Your task
Render the stretch of entries from the line containing "In the photo above, each instance of the man's receding" through the end of the entries as a Markdown table with the columns Row and Line, numbering each line and omitting any blank lines.

Data to process
● ● ● ●
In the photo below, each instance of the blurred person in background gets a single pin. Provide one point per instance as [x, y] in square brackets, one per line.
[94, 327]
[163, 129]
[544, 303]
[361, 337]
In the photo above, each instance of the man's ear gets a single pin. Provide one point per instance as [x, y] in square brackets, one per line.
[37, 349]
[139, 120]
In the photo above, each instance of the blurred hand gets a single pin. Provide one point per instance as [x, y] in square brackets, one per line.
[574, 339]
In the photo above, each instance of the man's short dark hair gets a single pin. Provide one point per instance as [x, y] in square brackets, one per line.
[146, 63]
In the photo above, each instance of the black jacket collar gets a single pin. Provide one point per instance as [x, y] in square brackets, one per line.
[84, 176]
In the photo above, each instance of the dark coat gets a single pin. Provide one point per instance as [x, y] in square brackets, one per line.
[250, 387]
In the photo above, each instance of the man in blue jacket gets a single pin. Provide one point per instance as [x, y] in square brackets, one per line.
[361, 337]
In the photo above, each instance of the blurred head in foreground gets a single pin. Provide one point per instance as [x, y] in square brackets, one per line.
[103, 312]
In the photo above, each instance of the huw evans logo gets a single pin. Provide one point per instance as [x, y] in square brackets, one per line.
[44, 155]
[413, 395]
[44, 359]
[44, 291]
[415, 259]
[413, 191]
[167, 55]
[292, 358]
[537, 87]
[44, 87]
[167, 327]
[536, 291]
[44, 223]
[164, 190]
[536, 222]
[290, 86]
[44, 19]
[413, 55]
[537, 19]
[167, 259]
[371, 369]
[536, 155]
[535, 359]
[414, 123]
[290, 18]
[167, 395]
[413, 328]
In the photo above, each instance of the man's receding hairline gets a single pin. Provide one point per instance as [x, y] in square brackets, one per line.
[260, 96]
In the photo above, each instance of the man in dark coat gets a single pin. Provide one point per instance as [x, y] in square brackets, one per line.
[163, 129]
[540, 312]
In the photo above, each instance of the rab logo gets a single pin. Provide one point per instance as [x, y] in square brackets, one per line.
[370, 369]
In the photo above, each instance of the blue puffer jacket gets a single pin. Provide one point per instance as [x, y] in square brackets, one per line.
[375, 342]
● ● ● ●
Solved exercise
| Row | Line |
|---|---|
| 1 | In the photo above, each instance of the man's receding hairline gets a single pin. Provide one point per instance as [x, y] in square brackets, one per line. |
| 2 | [260, 96] |
| 3 | In the photo above, each instance of the man in dark coat gets a single pin. Provide one point per instance as [x, y] in square brackets, one per line. |
| 4 | [163, 129] |
| 5 | [540, 312] |
| 6 | In the photo above, each instance of the rab logo gets a single pin. Provide one point per instance as [x, y] in square brackets, one per line. |
| 7 | [370, 369] |
| 8 | In the photo above, each instance of the blue puffer jacket gets a single pin. Provide one point per instance as [x, y] in square brackets, one per line. |
| 9 | [375, 342] |